# [Stored data]
★ ★ ★ ★ ★

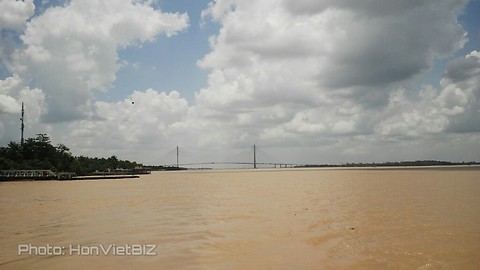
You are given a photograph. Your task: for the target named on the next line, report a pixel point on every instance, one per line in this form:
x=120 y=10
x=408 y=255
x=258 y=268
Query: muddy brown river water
x=246 y=219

★ ★ ★ ★ ★

# [Exercise brief]
Copy all of the data word for word, and keep the pictures out of it.

# [Solution for this exercise]
You are given a photograph. Your task: for the target named on the next line, report a pixel point on every instance, one per line in this form:
x=120 y=10
x=408 y=255
x=258 y=268
Query: muddy brown river water
x=246 y=219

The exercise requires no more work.